[EXERCISE TEXT]
Florian: You spun up this front end micro SaaS within a few weeks. How does one do that? What is your stack like for payments and things like that? How can you build something so quickly when something like Whisper comes out?

Ramsri: One of the biggest things is hosting Whisper to some scale. Whenever a new model comes up, especially with these language models, it is hard because you need a GPU to host. One of the biggest revolutionary things that happened in the last year, is serverless GPUs. Serverless GPU simply means you call and only pay for the compute that has being used. Let us say you used 1 minute of GPU time, you only pay a few cents. Now no matter whether Whisper or some other model came up, instead of you hosting that for $500 and paying $500 bill for one GPU, you can instead use serverless GPU where you only pay per usage. One of the biggest innovations was quickly taking any open source model and building an API on top of it with serverless GPUs to host it. Then you partner with developers who can build the front end very quickly. Since I have built SaaS at least three or four times, I know the fastest tech stack to pick from serverless GPUs to AWS to front end. I test it out and launch by building in public on LinkedIn and Twitter. That is where I get my beta users. Who are the people who are currently using it? Simply anyone who wants subtitles. It could be YouTubers. There are many non-native YouTubers who put out content in Hindi or Spanish, et cetera. They use Supertranslate and in one click they get the subtitles in English. They probably them edit a little bit and then get the SRT file. We launched in probably one month, one and a half months time after initial tests and now it is at $200 and 14 or 15 paying customers.
[/EXERCISE TEXT]
→ **CHECK YOUR UNDERSTANDING**:
1. In the interview, where does Ramsri find his beta users?
2. Quote the interview from "Florian: You spun" to "Whisper comes out?".
The records that come next are from a separate source.
[DATA EXTRACT]
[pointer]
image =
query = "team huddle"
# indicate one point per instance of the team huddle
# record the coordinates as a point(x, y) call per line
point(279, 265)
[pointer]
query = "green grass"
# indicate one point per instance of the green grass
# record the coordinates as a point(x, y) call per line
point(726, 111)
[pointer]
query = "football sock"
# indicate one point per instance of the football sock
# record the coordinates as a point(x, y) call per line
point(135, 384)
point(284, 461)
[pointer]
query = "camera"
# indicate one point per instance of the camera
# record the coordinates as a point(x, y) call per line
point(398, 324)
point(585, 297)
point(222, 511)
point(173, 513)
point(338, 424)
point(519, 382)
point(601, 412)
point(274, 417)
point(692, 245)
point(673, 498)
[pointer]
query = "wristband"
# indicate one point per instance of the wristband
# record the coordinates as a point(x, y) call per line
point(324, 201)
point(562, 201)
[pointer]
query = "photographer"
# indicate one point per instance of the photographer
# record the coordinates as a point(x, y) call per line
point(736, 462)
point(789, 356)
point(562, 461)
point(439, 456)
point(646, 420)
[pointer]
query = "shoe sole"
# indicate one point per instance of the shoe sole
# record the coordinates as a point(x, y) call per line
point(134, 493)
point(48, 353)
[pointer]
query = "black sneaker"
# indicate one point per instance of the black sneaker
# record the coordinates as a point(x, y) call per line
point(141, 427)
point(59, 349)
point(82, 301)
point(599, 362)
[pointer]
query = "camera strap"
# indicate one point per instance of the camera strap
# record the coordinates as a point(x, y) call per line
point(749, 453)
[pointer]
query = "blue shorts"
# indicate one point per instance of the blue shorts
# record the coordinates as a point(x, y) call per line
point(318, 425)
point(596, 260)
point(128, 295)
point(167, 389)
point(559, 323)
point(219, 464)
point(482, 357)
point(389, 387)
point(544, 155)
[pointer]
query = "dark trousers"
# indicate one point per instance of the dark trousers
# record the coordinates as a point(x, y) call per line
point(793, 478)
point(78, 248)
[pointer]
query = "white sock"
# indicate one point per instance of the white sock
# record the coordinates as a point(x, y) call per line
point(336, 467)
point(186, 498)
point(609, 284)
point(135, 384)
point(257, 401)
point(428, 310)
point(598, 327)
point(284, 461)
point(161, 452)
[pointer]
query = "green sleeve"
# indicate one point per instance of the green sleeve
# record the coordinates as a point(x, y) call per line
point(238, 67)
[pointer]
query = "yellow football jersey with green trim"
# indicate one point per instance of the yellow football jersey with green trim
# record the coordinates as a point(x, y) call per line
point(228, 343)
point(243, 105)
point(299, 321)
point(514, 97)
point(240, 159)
[/DATA EXTRACT]
→ **SOLUTIONS FOR EACH TASK**:
1. He finds them by building in public on LinkedIn and Twitter.

2.
Florian: You spun up this front end micro SaaS within a few weeks. How does one do that? What is your stack like for payments and things like that? How can you build something so quickly when something like Whisper comes out?